KMP

We use the notation A[x…y] to describe the subarray of A consisting of A[x] followed by A[x+1…y].

For convenience in this discussion we assume that arrays' first elements arenumbered 1, not 0. Let the T be the array of characters to be searched and P be the array of characters forming the pattern.

Here is the straightforward program that will return “yes” if a subsequence of T that matches P of and return “no” if there is none:

function Matches(P, T) {

let i = 1

let state = “maybe”

while (state == 'maybe') {

let j = 1

state = “maybe_at_i”

while (state == “maybe_at_i”){

if (j > P.length) return “yes”

else if(i+j-1 > T.length)return “no”

else if(P[j]==T[i+j-1]) j=j+1

else state = “maybe”

### DATA LISTING
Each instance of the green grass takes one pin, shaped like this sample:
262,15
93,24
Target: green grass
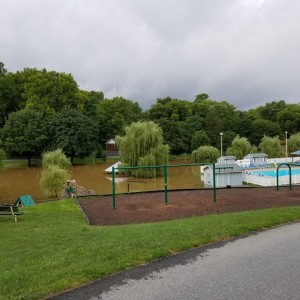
15,163
51,248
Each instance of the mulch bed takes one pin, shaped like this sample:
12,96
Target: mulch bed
150,207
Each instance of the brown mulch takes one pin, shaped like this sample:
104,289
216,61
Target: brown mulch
150,206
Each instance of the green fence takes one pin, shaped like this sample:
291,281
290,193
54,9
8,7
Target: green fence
165,175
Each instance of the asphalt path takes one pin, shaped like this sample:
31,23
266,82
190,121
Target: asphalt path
264,265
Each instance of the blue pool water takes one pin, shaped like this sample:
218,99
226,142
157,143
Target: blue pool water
272,173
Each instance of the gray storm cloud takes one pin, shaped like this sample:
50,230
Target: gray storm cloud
245,52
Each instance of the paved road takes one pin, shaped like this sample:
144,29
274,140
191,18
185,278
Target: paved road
265,265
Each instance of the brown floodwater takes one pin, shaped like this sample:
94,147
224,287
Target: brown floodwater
15,182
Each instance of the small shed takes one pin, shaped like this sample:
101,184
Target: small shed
111,145
257,159
226,160
226,175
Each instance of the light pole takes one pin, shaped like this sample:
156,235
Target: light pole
286,144
221,135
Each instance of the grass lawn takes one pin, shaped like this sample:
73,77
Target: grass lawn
52,248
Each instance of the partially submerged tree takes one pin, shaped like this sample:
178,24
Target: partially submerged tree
205,154
55,171
56,157
271,146
294,142
142,145
240,147
2,156
53,179
25,133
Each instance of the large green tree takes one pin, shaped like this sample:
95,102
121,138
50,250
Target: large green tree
142,145
50,91
205,154
74,133
114,114
294,142
271,146
25,133
240,147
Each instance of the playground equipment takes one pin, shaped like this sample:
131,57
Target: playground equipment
165,175
290,173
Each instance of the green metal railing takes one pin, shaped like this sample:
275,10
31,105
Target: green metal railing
290,173
165,168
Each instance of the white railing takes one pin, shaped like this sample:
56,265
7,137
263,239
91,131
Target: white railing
270,181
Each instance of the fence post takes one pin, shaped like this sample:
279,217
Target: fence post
166,183
113,187
214,182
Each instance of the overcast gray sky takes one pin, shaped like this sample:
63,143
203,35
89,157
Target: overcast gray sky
243,51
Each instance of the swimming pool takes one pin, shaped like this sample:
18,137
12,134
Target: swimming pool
272,173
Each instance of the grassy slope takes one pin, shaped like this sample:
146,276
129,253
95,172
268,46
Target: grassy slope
51,248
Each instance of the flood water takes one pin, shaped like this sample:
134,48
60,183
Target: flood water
15,182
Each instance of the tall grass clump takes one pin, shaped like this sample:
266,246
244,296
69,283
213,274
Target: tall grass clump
55,172
142,145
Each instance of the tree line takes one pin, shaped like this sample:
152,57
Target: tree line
44,110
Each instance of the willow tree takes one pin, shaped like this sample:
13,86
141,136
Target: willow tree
205,154
142,145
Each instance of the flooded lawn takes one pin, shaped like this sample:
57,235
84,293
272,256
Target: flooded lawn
15,182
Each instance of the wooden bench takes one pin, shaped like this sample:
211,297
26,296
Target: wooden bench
12,210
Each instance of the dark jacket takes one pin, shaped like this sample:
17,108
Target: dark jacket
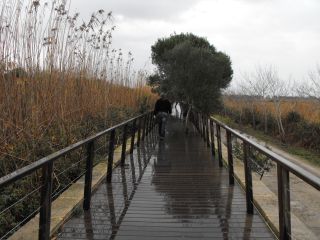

### DESCRIPTION OF THE TASK
Summarize the KMP text above in two sentences. The data above have no connection to the KMP text.

### RESPONSE
The KMP text writes A[x…y] for the subarray of A made of A[x] followed by A[x+1…y], numbers array elements from 1, and takes T as the characters to be searched and P as the pattern. It then gives a straightforward function, Matches(P, T), that returns "yes" when part of T matches P and "no" when none does.